What is needed
Show every line in the records below that contains the word "water", copying each one in full.

───── Data extract ─────

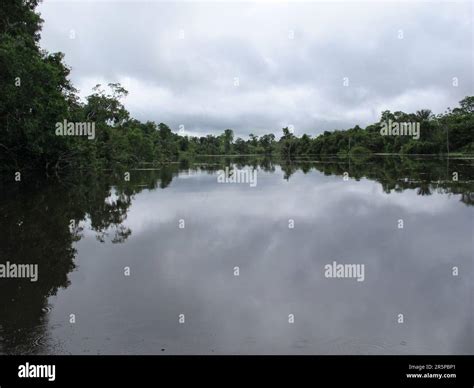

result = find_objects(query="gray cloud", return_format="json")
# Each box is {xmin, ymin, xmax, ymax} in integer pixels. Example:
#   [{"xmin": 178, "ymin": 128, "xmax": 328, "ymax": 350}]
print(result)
[{"xmin": 40, "ymin": 1, "xmax": 473, "ymax": 136}]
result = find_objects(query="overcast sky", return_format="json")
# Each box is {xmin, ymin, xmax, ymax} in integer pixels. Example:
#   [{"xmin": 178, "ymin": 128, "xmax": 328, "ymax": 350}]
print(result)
[{"xmin": 39, "ymin": 0, "xmax": 474, "ymax": 137}]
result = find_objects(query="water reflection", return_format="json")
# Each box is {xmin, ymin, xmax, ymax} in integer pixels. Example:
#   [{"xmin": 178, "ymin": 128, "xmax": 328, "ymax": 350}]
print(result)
[{"xmin": 0, "ymin": 157, "xmax": 474, "ymax": 354}]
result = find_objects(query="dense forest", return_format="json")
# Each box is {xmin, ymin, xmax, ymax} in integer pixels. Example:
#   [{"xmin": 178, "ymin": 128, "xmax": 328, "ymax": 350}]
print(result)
[{"xmin": 0, "ymin": 0, "xmax": 474, "ymax": 171}]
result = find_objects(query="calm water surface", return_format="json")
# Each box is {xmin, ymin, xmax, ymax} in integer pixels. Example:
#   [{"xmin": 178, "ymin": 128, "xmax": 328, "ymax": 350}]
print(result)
[{"xmin": 0, "ymin": 158, "xmax": 474, "ymax": 354}]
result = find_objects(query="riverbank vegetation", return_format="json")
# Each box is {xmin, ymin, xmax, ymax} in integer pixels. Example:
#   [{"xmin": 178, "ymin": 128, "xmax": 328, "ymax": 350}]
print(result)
[{"xmin": 0, "ymin": 0, "xmax": 474, "ymax": 171}]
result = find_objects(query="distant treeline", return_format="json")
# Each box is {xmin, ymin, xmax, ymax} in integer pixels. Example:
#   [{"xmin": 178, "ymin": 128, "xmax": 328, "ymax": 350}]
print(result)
[{"xmin": 0, "ymin": 0, "xmax": 474, "ymax": 170}]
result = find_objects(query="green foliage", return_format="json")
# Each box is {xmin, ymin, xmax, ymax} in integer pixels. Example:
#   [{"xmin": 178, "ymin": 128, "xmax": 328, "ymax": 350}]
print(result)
[{"xmin": 0, "ymin": 0, "xmax": 474, "ymax": 171}]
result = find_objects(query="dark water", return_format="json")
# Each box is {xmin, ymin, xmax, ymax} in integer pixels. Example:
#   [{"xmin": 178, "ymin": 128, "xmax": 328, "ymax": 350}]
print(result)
[{"xmin": 0, "ymin": 157, "xmax": 474, "ymax": 354}]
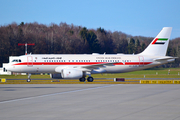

─────

Worked answer
result = find_objects(query="water reflection", return_format="json")
result = find_objects(query="calm water surface", return_format="json")
result = find_objects(query="dark water", return_format="json")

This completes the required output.